----- PROVIDED MATERIAL -----

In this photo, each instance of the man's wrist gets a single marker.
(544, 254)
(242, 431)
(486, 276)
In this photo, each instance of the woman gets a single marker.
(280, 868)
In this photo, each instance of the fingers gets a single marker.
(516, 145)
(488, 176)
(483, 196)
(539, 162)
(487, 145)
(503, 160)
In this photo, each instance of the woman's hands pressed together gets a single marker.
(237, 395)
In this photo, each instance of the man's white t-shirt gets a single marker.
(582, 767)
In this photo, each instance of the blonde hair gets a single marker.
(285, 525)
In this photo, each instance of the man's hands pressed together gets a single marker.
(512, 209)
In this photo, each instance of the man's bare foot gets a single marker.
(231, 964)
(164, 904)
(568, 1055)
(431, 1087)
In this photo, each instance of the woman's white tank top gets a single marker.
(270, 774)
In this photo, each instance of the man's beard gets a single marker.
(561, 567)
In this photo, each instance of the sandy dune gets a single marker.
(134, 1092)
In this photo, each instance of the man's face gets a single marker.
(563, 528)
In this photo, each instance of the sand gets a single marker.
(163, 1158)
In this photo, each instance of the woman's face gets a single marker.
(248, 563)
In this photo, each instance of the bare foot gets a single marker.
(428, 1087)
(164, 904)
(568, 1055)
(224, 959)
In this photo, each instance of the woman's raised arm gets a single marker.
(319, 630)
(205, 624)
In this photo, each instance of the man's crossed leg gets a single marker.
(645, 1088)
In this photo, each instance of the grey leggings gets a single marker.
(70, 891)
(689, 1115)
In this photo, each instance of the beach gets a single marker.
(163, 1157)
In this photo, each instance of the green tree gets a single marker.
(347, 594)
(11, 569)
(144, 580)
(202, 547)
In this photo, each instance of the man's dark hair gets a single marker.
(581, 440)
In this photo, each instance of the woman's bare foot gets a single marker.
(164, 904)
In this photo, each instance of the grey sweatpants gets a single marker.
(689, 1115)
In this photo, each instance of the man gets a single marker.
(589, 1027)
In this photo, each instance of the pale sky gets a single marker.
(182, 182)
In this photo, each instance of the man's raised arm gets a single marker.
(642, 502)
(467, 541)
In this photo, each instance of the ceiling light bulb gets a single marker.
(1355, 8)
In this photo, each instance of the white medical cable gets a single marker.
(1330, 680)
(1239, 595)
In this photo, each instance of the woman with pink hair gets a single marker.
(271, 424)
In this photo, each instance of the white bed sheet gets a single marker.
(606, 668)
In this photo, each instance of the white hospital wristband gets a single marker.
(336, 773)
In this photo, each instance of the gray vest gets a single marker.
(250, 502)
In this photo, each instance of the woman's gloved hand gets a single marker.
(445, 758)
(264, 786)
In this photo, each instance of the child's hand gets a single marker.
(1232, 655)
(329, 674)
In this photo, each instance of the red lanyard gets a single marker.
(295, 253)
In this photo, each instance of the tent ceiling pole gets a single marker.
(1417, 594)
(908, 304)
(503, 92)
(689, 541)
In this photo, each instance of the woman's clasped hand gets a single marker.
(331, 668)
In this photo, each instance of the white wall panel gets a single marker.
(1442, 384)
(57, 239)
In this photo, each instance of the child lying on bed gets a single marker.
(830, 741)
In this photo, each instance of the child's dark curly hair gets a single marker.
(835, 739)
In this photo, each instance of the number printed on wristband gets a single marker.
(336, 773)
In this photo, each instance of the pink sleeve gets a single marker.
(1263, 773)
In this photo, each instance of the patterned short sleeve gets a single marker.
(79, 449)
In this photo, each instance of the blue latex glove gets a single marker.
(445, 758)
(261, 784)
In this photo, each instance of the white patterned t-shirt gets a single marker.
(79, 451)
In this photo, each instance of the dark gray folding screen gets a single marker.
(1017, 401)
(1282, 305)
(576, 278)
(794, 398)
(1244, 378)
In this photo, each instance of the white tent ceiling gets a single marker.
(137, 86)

-----

Repeat what the records above say. Use their exact words.

In this photo, each instance of the man's wrist gets a single marker.
(544, 254)
(242, 431)
(486, 276)
In this photo, each instance of the woman gets a single marker.
(280, 868)
In this photo, each instance of the fingers gets a single marker.
(516, 145)
(488, 176)
(483, 196)
(539, 162)
(487, 145)
(503, 160)
In this photo, each instance of the woman's hands pressed together gets a single marker.
(237, 395)
In this photo, each instance of the man's white t-shirt gets a single marker.
(582, 767)
In this photo, each instance of the blonde hair gets a single marker.
(285, 525)
In this photo, each instance of the man's hands pressed together gets a single marker.
(512, 209)
In this photo, each instance of the man's bare foot gets a single marker.
(231, 964)
(164, 904)
(568, 1055)
(431, 1087)
In this photo, each instance of the woman's white tank top gets a single marker.
(270, 774)
In this photo, each instance of the man's beard gets a single marker.
(561, 567)
In this photo, each instance of the sandy dune gets a single marker.
(134, 1092)
In this photo, each instance of the man's face gets a single marker.
(563, 528)
In this photo, each instance of the sand gets a single marker.
(163, 1158)
In this photo, each instance of the woman's face gets a single marker.
(248, 563)
In this photo, each instance of the bare foot gets a single marker.
(428, 1087)
(164, 904)
(568, 1055)
(224, 959)
In this photo, each instance of the woman's raised arm gets a single marker.
(319, 630)
(205, 624)
In this photo, each instance of the man's crossed leg gets a single marker.
(645, 1088)
In this photo, each instance of the grey leggings gets a single marker.
(70, 891)
(689, 1115)
In this photo, each instance of the beach gets a single marker.
(163, 1157)
In this photo, each instance of the green tree gets a single marker.
(347, 594)
(11, 569)
(144, 580)
(202, 547)
In this photo, each instance of the man's dark hair gets a single marker.
(581, 440)
In this photo, each instance of the woman's bare foot gets a single marker.
(164, 904)
In this photo, each instance of the grey sweatpants gets a single marker.
(689, 1115)
In this photo, each instance of the man gets a single marker.
(589, 1027)
In this photo, each instance of the pale sky gets a single marker.
(182, 182)
In this photo, each instance of the man's raised arm gets a single marker.
(642, 502)
(467, 541)
In this photo, each instance of the ceiling light bulb gets a single marker.
(1355, 8)
In this photo, each instance of the white medical cable gets a single marker.
(1330, 680)
(1239, 595)
In this photo, each instance of the woman with pink hair gets a single marker.
(271, 424)
In this photo, each instance of the white bed sheet gets a single marker.
(606, 668)
In this photo, each instance of the white hospital wristband gets a single marker.
(336, 773)
In this photo, each instance of the gray vest gets a single marker.
(250, 502)
In this photo, each instance of the woman's gloved hand gets a single marker.
(445, 758)
(264, 786)
In this photo, each instance of the child's hand gets a single marker.
(1232, 655)
(329, 674)
In this photo, each instance of the red lanyard gets a single marker.
(295, 253)
In this photo, each instance of the tent ceiling pole gets a single marker.
(1417, 594)
(908, 304)
(503, 92)
(689, 541)
In this photo, each instance of the woman's clasped hand gets a single marker.
(331, 668)
In this photo, each instance of the white wall panel gets a single marker.
(1442, 384)
(57, 239)
In this photo, each instance of the child lying on bed gets a single marker.
(830, 741)
In this photo, each instance of the child's dark curly hair gets a single marker.
(835, 739)
In this photo, each instance of the number printed on wristband gets a single marker.
(336, 773)
In this photo, each instance of the pink sleeve gets a single marker.
(1263, 773)
In this photo, each instance of the patterned short sleeve gets a single marker.
(79, 449)
In this photo, each instance of the blue latex glove gets a single marker.
(445, 758)
(261, 784)
In this photo, each instance of the white patterned t-shirt gets a single marker.
(79, 451)
In this photo, each instance of the dark gray folding screen gets a single marker.
(1017, 401)
(1282, 305)
(576, 278)
(794, 398)
(1244, 378)
In this photo, each instance of the white tent ceiling gets a single marker.
(137, 86)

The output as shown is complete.